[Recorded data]
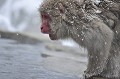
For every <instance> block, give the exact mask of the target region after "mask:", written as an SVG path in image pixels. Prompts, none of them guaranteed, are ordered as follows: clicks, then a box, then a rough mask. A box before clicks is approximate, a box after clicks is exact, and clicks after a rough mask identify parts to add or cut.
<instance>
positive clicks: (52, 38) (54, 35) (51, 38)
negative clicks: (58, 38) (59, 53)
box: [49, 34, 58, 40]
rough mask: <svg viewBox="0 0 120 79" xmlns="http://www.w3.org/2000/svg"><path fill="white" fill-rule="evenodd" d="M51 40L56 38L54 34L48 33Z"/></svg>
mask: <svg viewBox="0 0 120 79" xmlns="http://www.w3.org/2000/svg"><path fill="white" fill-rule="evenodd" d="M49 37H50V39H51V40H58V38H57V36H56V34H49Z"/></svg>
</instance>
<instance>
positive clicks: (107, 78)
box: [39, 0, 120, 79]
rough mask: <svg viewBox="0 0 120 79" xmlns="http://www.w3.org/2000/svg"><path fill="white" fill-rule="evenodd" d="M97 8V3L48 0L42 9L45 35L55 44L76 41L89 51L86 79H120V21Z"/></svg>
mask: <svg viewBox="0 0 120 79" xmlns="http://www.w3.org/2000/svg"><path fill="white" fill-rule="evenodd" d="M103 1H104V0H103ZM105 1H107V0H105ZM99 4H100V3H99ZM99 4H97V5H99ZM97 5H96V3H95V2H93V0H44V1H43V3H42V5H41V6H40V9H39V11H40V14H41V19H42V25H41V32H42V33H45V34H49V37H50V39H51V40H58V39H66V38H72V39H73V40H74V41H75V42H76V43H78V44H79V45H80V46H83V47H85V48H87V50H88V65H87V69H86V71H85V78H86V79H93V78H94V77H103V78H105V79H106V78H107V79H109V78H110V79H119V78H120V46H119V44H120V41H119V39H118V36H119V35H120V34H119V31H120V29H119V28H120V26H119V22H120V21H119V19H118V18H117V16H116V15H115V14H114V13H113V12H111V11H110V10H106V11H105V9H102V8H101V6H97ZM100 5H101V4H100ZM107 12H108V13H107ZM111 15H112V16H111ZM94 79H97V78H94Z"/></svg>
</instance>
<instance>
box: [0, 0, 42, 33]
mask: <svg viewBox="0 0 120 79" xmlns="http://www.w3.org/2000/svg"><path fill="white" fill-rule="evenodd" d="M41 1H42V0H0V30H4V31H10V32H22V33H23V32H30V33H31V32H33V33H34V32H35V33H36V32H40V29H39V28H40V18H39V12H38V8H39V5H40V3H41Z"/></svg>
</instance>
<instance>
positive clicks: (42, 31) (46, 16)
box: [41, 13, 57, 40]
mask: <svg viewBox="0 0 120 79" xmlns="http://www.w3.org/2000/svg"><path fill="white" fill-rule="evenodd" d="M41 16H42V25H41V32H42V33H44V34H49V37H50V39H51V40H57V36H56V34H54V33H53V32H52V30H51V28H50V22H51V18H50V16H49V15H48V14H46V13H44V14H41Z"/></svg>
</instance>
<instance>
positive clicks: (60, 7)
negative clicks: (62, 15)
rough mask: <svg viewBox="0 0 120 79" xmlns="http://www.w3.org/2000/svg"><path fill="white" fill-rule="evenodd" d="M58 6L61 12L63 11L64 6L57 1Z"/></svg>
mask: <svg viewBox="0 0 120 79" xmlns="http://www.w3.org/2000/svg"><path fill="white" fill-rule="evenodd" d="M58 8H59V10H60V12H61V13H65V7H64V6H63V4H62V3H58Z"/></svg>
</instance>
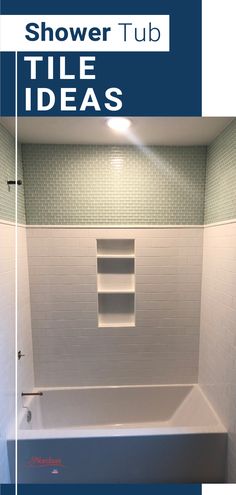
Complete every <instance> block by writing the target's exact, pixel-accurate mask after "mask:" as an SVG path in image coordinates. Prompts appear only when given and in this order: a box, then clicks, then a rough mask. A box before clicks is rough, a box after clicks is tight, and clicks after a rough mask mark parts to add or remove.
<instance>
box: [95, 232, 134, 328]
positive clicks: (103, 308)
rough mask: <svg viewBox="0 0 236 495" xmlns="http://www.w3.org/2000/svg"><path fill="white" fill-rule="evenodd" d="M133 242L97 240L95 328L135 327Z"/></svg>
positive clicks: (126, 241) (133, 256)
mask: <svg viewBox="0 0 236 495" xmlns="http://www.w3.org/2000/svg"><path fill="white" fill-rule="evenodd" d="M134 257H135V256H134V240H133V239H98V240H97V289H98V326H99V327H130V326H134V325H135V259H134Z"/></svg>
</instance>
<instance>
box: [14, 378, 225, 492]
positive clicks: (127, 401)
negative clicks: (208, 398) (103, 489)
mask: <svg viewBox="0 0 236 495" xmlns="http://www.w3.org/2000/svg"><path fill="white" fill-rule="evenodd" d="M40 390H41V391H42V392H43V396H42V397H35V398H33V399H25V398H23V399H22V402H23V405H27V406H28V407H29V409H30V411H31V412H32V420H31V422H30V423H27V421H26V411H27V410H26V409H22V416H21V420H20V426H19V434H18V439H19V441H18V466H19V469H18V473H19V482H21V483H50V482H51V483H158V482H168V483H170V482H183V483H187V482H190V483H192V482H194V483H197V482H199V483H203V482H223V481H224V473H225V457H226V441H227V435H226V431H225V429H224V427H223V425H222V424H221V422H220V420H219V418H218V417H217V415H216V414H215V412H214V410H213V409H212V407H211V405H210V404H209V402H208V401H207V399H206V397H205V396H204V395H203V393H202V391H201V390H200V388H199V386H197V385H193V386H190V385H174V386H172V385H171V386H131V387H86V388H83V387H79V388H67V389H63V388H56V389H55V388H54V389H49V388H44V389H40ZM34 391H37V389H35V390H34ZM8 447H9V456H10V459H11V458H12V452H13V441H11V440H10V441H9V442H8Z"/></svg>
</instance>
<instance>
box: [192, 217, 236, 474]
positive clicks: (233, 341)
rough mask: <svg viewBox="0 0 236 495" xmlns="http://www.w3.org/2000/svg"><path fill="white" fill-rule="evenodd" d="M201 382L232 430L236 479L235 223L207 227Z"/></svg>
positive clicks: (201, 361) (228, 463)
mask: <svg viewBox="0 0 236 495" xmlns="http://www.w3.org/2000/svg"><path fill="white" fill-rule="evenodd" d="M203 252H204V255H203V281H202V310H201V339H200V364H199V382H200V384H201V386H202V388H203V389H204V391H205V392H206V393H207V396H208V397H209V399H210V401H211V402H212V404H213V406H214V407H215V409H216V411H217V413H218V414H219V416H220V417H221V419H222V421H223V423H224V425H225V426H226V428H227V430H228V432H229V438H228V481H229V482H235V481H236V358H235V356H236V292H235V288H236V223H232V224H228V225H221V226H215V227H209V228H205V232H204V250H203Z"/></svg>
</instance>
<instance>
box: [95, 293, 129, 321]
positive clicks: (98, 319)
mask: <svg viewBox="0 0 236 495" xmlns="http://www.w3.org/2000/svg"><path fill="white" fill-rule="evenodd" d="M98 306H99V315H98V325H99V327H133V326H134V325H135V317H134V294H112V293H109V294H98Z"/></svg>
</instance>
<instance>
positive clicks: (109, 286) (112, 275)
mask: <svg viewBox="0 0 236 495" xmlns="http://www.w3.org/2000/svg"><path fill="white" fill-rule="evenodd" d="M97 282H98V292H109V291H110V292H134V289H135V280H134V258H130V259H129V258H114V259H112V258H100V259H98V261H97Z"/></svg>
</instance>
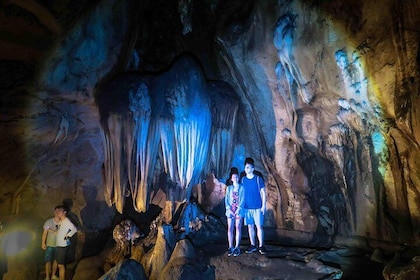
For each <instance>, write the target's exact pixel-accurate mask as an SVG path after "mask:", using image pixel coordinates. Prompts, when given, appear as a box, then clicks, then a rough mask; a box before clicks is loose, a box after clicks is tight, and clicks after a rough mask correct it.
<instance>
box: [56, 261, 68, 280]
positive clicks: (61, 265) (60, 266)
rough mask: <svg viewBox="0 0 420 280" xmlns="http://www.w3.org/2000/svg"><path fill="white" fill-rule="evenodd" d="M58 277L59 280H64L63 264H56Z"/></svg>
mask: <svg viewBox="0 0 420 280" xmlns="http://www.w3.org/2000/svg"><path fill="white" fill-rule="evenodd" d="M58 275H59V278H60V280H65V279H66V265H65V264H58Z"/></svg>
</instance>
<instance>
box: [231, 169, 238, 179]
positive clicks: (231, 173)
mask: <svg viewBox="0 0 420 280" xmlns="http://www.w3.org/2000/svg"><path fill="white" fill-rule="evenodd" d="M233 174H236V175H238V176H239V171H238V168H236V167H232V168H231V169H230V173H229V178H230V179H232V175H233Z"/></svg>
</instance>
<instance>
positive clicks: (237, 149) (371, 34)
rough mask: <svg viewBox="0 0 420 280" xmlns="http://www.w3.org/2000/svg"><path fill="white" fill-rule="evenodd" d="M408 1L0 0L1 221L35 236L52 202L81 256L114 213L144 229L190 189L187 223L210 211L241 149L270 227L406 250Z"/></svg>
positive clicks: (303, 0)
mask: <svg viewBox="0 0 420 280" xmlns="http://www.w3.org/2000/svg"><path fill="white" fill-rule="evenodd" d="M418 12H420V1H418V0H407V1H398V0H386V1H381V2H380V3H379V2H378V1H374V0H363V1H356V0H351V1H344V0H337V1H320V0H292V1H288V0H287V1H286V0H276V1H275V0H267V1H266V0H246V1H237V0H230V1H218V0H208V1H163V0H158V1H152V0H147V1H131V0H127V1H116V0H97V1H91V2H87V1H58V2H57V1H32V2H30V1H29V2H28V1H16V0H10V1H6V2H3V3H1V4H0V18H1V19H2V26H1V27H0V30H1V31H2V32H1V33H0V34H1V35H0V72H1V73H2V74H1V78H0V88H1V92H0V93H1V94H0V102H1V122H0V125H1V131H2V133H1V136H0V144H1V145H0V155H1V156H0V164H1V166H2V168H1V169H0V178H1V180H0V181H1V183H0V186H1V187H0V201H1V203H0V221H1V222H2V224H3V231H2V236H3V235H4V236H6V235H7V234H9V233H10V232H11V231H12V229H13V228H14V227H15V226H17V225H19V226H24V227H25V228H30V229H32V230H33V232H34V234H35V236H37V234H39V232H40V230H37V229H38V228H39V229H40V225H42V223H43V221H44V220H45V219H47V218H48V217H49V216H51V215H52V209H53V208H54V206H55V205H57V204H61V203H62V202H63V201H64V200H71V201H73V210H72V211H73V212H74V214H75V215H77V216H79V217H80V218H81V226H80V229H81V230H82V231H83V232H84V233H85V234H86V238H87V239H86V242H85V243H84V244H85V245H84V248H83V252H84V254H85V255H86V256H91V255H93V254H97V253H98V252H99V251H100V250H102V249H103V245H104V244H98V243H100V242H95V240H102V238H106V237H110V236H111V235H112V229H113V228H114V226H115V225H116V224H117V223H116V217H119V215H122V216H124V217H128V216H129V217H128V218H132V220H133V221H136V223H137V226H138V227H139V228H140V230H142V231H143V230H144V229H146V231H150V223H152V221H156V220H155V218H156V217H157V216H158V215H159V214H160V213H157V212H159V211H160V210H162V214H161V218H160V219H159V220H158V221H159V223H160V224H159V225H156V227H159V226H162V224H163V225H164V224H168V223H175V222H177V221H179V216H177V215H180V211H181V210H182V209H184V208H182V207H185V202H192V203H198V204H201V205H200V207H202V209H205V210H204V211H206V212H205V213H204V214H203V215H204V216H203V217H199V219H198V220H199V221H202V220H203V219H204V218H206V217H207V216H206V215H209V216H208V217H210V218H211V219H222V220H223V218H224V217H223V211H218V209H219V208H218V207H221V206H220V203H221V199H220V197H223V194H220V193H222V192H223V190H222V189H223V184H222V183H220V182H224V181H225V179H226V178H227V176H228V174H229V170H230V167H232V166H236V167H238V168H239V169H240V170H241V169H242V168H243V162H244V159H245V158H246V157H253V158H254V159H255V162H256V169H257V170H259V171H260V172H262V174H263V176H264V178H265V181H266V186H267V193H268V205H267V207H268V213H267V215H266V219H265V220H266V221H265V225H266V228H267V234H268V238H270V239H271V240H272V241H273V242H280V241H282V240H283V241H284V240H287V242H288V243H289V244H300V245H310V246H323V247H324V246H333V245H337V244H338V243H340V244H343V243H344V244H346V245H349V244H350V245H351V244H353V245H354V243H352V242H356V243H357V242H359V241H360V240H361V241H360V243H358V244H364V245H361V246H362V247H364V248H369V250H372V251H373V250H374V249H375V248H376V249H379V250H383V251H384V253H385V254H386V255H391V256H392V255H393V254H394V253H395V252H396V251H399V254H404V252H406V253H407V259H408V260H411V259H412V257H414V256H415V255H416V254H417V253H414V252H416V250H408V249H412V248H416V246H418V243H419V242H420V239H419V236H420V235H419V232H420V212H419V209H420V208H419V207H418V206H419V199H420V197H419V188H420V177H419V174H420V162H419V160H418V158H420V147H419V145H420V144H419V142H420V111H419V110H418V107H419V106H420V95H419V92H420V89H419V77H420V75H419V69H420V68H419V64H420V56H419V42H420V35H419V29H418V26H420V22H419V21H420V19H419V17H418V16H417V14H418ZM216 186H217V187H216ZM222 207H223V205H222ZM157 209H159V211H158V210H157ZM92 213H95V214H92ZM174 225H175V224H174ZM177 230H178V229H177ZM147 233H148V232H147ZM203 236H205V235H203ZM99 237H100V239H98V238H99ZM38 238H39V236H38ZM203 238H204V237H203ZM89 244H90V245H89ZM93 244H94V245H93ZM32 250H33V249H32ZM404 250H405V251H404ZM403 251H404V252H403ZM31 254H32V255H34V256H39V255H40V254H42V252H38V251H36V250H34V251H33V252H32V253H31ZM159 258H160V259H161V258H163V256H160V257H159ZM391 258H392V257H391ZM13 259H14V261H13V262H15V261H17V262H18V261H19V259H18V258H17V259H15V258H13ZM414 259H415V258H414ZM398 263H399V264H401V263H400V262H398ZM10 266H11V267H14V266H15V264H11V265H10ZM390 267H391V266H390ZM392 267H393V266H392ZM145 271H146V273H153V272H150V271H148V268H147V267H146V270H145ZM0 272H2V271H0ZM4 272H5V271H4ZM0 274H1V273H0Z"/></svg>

EXERCISE GOAL: Nothing but the lines with "every" should be returned, copied from the entries above.

TASK RESULT:
For every <instance> block, give the exact mask of the target region after "mask:", written as an SVG path in image pixels. Prompts, none of them guaranteed, are ordered as follows: clicks, then a box, then a rough mask. A box before clicks is approximate, a box after clicks is exact, and clicks after a rough mask identify parts to add or cut.
Complete every <instance> block by writing the target's exact, pixel-accurate mask after "mask:" as an SVG path in image coordinates. Prompts appear only when given and in this order: a box, then clicks, then a rough mask. A box before clicks is rough, a box after clicks is tight, and clicks after a rough mask mark parts to add or remove.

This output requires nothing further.